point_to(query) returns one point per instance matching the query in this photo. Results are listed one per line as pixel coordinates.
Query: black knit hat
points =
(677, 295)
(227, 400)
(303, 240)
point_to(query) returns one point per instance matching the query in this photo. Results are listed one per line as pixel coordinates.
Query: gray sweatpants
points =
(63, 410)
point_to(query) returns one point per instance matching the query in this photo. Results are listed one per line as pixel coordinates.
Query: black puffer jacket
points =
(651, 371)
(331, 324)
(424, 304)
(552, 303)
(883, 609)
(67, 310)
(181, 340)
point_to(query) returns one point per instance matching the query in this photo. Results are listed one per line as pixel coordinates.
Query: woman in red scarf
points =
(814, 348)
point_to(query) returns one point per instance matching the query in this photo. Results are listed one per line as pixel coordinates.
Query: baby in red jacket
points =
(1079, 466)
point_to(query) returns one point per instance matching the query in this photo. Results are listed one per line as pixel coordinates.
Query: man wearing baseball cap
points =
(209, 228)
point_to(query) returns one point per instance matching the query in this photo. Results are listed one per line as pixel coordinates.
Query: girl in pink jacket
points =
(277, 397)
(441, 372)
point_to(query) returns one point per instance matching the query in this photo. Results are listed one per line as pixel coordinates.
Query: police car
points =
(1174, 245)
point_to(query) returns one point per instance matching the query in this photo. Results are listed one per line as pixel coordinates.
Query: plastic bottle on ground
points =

§ §

→ **WHAT NEEDS TO BE DONE**
Report how many lines in the data above contain "black", without any other words.

→ **ANSWER TO THIS EXERCISE**
2